_YOUR GOAL_
Restate word for word the line containing "the red shopping" and all remaining lines of the entries below.

_EXTRACTED DATA_

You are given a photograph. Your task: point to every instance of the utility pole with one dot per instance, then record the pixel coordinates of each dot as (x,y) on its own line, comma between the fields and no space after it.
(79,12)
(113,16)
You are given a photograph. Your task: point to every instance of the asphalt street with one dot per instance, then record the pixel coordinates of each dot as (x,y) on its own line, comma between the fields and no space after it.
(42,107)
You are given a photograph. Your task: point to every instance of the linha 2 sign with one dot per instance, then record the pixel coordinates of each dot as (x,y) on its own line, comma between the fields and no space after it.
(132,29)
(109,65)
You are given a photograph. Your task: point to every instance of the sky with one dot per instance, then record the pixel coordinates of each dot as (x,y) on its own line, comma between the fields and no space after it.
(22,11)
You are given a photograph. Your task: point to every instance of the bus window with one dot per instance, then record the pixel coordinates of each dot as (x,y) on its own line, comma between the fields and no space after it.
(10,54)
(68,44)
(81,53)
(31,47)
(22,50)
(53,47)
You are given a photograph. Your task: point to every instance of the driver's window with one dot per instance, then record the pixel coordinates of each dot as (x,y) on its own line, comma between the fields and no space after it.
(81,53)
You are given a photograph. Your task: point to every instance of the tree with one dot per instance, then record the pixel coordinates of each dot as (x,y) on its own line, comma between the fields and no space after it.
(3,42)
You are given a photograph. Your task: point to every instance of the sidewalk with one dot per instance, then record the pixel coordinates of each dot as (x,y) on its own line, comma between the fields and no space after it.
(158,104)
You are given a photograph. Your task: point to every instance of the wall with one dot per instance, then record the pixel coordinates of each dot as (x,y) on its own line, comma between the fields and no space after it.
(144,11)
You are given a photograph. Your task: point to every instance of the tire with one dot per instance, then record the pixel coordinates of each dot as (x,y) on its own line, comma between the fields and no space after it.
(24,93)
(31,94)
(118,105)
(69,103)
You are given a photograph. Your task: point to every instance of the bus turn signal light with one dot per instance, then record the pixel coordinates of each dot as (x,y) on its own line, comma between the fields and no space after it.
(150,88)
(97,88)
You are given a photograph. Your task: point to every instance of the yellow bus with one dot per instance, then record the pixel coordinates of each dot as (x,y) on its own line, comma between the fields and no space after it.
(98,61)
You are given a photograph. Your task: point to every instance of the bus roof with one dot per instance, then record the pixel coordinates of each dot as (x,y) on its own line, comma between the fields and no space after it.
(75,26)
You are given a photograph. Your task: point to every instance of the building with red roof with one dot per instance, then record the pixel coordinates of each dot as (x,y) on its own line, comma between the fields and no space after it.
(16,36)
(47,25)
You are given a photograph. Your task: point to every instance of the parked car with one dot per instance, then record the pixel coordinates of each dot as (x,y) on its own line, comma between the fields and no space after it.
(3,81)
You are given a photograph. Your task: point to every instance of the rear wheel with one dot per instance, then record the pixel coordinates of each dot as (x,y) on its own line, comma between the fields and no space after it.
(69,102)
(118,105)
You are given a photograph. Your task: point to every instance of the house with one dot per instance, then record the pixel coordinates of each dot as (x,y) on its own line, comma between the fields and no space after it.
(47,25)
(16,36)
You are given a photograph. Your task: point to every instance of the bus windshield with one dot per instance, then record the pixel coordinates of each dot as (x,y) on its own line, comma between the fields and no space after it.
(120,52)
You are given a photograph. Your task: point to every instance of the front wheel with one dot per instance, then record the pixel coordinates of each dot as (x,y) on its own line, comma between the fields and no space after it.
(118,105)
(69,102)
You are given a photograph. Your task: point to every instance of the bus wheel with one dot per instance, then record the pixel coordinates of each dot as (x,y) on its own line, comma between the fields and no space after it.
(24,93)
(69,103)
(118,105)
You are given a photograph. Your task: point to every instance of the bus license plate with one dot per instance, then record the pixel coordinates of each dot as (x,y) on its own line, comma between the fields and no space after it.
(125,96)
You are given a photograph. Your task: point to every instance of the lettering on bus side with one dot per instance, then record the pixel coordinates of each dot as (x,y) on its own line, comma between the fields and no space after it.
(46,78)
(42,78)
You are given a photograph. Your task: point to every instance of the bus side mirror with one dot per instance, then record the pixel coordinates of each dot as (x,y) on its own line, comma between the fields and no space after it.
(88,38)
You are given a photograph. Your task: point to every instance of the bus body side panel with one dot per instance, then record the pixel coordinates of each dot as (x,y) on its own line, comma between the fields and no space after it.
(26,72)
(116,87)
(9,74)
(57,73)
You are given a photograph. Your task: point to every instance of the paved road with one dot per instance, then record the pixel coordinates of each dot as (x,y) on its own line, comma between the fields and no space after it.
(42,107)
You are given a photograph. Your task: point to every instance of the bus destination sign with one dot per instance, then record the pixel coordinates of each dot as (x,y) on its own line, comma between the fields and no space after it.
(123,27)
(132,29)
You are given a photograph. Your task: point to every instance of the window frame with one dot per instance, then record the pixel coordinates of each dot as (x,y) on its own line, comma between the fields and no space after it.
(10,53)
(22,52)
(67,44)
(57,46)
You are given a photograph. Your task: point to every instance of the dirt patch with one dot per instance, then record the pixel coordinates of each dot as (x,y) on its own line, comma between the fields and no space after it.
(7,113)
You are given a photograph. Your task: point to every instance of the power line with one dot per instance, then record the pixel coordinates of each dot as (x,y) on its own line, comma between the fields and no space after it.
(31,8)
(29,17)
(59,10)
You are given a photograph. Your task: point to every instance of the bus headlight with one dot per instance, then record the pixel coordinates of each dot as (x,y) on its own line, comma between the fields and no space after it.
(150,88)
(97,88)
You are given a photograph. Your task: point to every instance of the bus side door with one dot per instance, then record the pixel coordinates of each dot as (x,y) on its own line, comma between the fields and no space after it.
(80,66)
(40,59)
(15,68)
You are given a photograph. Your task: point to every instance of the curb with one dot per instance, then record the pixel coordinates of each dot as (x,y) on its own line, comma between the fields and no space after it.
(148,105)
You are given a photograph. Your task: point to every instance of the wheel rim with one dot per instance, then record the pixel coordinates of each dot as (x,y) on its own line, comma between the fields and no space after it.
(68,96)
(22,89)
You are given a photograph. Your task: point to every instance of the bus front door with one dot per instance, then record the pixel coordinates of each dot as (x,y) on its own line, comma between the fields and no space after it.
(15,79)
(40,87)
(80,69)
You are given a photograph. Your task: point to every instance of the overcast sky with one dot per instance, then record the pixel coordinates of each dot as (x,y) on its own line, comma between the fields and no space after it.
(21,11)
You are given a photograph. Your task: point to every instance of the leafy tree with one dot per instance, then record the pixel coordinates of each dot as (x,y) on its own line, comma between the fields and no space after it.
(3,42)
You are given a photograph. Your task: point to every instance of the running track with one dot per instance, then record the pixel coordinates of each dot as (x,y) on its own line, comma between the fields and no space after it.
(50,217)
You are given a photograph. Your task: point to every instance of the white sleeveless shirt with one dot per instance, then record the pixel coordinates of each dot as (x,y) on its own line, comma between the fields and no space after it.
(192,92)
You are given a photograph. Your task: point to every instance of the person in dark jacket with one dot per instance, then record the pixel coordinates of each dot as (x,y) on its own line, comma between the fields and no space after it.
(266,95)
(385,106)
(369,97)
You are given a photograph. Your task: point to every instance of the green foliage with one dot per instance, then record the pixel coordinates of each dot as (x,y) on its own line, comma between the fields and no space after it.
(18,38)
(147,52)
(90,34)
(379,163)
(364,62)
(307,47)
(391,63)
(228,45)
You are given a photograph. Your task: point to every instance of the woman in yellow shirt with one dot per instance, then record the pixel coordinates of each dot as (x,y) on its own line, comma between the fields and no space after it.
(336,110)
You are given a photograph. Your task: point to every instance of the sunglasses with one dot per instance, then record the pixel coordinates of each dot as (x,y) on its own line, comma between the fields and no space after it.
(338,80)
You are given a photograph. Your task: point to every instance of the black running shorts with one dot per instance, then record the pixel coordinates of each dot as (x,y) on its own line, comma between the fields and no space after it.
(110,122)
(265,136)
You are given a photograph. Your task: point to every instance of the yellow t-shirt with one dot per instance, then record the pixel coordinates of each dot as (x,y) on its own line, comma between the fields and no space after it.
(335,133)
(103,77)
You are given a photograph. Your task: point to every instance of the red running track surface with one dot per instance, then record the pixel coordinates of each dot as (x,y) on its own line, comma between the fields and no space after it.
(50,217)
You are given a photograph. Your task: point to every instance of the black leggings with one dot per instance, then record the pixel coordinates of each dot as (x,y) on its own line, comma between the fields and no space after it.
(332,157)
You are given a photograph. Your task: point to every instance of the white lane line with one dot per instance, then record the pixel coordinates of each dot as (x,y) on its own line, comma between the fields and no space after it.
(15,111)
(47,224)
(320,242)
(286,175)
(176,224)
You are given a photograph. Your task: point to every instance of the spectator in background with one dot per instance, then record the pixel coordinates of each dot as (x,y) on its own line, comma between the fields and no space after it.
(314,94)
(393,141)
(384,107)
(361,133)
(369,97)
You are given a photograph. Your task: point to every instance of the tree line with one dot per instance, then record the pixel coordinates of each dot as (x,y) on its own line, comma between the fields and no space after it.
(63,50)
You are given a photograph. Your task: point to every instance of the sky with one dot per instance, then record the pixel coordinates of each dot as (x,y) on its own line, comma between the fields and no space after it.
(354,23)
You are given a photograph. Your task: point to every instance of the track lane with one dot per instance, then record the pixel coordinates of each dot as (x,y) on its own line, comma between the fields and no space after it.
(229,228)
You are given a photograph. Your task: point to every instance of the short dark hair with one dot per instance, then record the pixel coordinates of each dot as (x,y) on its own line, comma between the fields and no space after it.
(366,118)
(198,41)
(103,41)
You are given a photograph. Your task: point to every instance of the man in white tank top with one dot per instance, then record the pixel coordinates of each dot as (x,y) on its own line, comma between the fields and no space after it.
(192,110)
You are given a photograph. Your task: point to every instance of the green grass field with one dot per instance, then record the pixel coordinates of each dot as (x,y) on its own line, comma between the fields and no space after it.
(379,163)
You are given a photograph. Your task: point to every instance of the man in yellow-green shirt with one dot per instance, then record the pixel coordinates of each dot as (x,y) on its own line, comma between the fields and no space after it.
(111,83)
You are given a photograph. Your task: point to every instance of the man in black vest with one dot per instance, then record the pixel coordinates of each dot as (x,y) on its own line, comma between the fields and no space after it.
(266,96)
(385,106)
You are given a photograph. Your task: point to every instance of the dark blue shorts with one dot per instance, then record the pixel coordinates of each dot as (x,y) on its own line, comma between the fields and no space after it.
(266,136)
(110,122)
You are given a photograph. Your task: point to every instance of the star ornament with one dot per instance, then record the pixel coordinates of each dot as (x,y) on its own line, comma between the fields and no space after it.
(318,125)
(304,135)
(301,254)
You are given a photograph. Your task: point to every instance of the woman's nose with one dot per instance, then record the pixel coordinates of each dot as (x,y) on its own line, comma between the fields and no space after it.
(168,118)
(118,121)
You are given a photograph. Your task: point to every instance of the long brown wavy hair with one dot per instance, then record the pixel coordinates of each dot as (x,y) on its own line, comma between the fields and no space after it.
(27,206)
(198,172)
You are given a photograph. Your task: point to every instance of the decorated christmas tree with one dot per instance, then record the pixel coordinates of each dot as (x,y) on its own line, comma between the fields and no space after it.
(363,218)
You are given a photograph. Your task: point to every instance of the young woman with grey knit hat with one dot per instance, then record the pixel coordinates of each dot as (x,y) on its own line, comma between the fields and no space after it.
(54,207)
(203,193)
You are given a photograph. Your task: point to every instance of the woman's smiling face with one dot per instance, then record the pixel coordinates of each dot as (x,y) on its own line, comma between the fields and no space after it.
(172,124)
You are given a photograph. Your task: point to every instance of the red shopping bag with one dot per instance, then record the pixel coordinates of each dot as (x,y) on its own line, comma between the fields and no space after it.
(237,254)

_ANSWER SECTION_
You are given a photograph. Your task: point to every instance of the red shopping bag with one dot per instance, then record the pixel coordinates of each dot as (x,y) on its own line, comma between the fields and no space after it.
(237,254)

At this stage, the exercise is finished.